** YOUR ASSIGNMENT **
Write out, word for word, the part of the blog excerpt about hope at Christmas that opens with the words containing "I want to address" and closes with "beyond their control.".

** PAGE EXCERPT **

···

I want to address the flip side though. There are some things we can not choose. I'm acutely aware that this Christmas isn't easy for some of the people I love most in my life. While I'm here in a sugar haze, many people I love are dealing with devestating circumstances beyond their control.

I have dear friends who will receive my Christmas card full of family photos and happy highlights and they just might want to tear it up or throw it in the garbage. This Christmas they are dealing with divorce, serious addictions, or loneliness due to the death of a loved one. At some level I'm dealing with all of those things too. When you love others - you let the pain come in. And I can tell that I'm using indulgence as a temporary respite from reality.

Cookie comfort. I want more than that. I want to taste, touch, see and feel true hope. I crave the Scripture I chose for the back of our Christmas card:

May the God of hope fill you with all joy and peace as you trust in him, so that you may overflow with hope by the power of the Holy Spirit. Romans 15:13

Wednesday, December 14, 2011

Hope Means Rejecting

I'm stealing the title of this post from the title of Gregg's sermon on December 4. His sermon that day had me nodding my head in agreement so much that the people behind me must of thought I was a bobble head doll. Near the beginning of service, Gregg read from Isaiah 64:1-5 (TNIV) And then he asked this question, "What do you want God to do for you?"

···

** MATERIAL SHOWN **
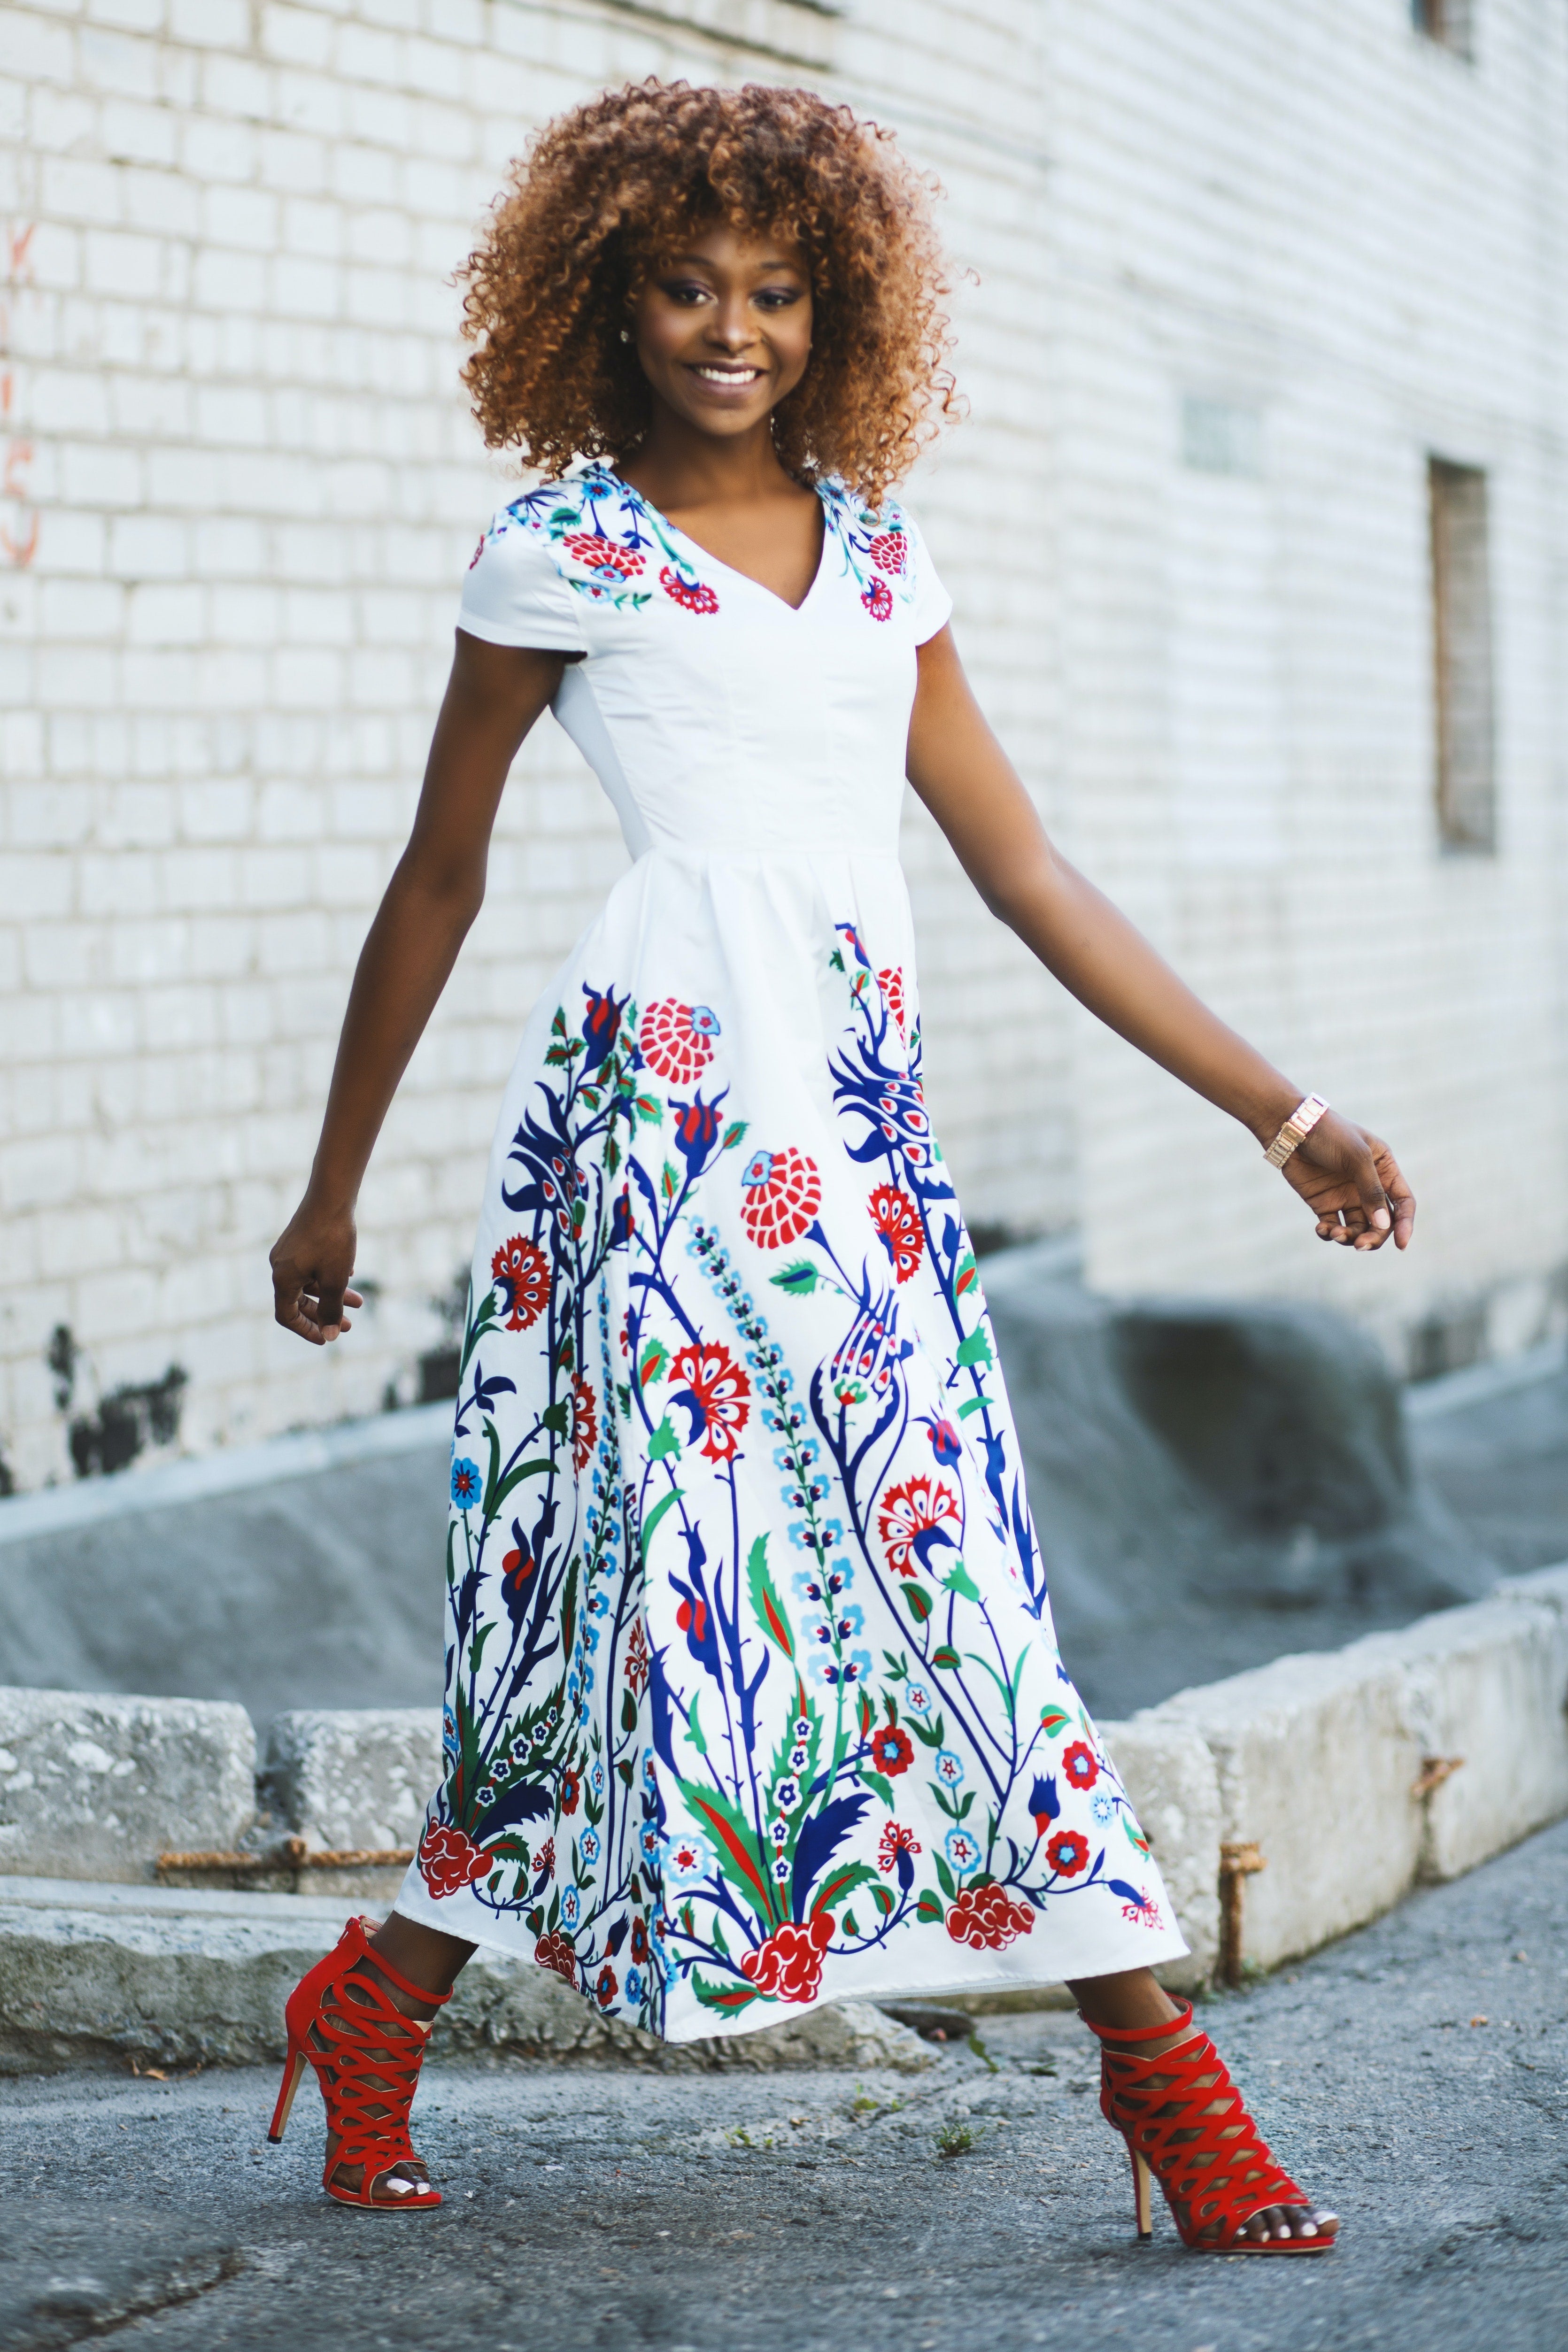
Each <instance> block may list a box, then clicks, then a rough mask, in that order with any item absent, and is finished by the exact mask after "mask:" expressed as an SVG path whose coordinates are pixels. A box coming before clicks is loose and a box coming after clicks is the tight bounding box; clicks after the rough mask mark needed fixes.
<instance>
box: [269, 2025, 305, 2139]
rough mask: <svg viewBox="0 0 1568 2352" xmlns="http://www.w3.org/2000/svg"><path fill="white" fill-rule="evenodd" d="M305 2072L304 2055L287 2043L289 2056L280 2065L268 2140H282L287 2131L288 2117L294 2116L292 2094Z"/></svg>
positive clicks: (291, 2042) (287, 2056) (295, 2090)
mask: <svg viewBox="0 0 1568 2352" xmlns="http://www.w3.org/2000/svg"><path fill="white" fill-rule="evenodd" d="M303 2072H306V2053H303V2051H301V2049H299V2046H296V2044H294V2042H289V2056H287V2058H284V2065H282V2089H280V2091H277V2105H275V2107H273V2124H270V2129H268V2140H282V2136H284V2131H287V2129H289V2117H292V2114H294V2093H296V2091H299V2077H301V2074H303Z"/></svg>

···

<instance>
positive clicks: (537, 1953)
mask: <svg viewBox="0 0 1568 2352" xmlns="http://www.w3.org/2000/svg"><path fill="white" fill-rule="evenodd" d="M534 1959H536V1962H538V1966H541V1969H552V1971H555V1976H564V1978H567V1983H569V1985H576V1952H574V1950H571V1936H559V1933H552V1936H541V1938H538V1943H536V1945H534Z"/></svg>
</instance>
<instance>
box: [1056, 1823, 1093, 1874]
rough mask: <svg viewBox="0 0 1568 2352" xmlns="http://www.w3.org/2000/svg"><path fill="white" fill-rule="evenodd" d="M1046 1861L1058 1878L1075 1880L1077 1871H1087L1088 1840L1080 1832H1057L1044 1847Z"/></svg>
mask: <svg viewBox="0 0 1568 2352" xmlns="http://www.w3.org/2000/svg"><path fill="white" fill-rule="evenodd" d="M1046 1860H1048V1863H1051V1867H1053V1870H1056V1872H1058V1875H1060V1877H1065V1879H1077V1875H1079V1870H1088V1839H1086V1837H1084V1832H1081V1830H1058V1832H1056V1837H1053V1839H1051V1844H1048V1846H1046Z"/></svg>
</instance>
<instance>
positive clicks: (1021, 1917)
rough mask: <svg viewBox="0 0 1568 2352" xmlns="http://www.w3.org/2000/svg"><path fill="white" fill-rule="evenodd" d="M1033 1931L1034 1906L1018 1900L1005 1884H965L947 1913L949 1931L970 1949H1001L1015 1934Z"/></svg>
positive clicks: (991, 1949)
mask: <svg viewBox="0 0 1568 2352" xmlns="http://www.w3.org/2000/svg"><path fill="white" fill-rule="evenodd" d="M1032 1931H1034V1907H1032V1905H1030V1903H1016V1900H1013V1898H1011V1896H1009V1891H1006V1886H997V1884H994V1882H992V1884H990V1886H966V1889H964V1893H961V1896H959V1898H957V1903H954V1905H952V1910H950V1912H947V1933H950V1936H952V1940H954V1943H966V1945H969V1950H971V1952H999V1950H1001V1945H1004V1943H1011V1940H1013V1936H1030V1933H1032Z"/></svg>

···

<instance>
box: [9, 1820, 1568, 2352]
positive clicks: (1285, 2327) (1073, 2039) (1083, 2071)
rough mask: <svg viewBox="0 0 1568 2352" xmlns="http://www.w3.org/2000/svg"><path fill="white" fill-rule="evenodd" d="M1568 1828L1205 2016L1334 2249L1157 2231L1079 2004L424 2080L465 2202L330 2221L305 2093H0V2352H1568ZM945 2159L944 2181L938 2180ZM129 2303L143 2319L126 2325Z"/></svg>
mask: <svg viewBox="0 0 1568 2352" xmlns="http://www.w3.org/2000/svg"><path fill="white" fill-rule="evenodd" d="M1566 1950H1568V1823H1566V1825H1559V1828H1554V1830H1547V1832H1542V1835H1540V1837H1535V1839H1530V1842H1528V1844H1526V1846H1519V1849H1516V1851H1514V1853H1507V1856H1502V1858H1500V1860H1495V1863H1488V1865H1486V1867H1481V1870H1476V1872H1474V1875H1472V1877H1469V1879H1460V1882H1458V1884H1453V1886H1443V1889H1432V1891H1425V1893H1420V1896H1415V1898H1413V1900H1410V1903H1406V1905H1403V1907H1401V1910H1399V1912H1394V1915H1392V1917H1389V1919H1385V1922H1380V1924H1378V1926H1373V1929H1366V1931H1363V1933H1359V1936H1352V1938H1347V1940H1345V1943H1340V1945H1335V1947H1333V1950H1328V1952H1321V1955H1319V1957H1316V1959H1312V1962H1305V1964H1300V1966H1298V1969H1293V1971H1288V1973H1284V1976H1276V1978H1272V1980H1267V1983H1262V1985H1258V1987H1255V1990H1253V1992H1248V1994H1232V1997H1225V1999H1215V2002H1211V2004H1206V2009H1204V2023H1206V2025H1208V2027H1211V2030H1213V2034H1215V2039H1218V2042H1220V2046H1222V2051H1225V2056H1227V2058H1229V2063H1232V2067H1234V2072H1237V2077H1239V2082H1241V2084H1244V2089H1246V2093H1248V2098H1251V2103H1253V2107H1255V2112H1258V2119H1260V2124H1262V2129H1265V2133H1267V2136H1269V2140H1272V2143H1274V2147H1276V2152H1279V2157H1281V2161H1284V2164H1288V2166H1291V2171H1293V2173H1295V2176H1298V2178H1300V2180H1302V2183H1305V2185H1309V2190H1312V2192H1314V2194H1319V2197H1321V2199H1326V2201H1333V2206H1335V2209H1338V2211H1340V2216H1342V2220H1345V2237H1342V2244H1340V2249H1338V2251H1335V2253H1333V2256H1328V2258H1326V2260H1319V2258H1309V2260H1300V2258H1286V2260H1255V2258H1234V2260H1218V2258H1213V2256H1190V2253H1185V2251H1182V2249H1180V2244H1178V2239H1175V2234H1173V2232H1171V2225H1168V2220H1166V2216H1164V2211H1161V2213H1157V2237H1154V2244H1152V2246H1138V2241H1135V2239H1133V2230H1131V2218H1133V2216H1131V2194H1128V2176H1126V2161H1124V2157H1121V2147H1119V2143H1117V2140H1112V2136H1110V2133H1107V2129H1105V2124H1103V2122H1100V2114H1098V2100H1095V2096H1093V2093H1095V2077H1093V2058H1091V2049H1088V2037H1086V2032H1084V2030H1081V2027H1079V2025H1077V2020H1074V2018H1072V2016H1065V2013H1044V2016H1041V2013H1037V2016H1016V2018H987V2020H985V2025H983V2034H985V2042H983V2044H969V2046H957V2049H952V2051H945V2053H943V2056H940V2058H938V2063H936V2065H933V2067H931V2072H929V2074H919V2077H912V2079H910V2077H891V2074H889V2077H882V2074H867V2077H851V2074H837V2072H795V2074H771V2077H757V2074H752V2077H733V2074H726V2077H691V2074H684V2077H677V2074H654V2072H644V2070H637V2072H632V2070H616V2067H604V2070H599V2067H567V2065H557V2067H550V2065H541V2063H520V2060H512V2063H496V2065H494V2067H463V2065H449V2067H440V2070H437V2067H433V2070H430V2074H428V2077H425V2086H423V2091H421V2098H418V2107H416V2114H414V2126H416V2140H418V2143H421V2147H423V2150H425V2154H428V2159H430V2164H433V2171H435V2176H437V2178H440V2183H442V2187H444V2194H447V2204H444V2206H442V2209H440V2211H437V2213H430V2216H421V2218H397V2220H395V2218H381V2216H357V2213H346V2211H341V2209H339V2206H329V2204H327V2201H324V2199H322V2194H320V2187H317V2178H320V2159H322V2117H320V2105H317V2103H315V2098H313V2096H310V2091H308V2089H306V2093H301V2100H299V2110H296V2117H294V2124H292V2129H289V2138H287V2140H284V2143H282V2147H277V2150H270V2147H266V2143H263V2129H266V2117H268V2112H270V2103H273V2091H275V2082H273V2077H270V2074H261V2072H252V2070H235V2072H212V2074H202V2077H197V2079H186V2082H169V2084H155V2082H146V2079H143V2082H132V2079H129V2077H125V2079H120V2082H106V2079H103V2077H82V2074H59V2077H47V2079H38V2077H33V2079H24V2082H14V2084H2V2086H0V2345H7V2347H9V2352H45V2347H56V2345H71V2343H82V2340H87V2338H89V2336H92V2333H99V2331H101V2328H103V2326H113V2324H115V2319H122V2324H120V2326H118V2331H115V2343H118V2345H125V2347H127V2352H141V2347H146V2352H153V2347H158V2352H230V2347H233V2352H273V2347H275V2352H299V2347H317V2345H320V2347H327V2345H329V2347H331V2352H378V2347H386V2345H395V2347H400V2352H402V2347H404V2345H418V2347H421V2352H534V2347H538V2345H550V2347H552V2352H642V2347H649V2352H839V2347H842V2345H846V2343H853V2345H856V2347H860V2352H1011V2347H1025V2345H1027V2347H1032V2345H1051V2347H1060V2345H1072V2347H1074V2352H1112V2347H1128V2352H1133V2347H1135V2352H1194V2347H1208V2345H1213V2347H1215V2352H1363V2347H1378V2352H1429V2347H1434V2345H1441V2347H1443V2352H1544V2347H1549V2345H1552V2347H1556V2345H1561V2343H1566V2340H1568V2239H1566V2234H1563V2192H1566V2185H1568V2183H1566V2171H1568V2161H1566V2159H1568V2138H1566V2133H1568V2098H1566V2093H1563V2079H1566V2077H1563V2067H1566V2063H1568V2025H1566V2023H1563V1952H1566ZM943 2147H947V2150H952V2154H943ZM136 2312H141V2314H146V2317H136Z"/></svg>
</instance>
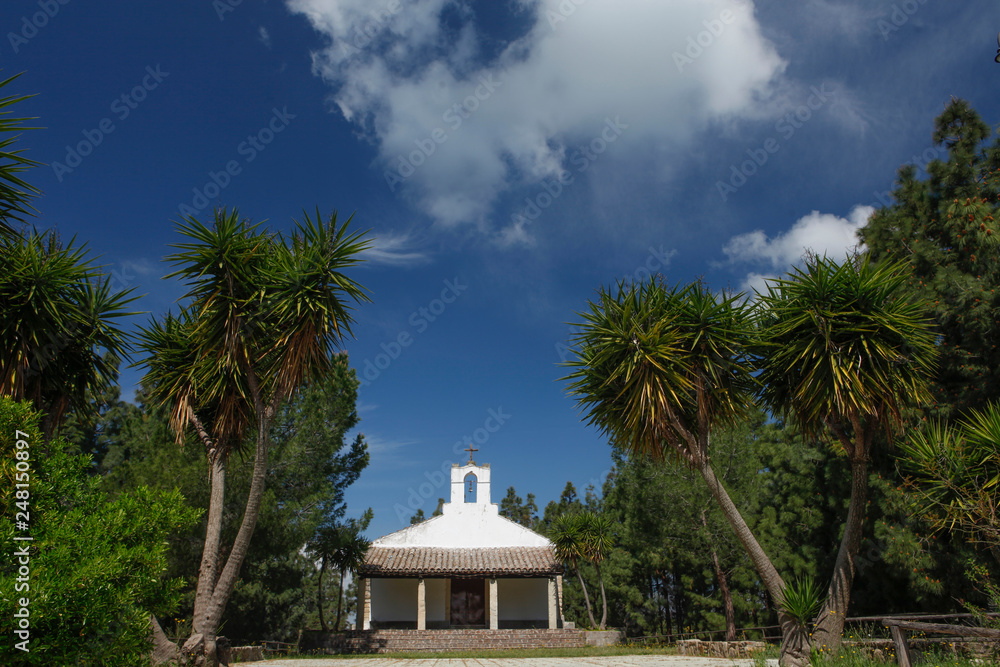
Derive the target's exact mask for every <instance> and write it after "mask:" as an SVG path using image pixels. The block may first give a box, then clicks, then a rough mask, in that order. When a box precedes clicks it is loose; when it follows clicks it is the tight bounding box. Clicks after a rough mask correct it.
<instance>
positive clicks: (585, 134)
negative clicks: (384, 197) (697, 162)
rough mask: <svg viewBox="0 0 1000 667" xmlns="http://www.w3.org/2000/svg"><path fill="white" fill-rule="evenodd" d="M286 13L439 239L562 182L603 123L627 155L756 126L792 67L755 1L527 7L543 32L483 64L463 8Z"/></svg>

···

** EXERCISE SOLUTION **
I want to address the flip side though. There are some things we can not choose. I'm acutely aware that this Christmas isn't easy for some of the people I love most in my life. While I'm here in a sugar haze, many people I love are dealing with devestating circumstances beyond their control.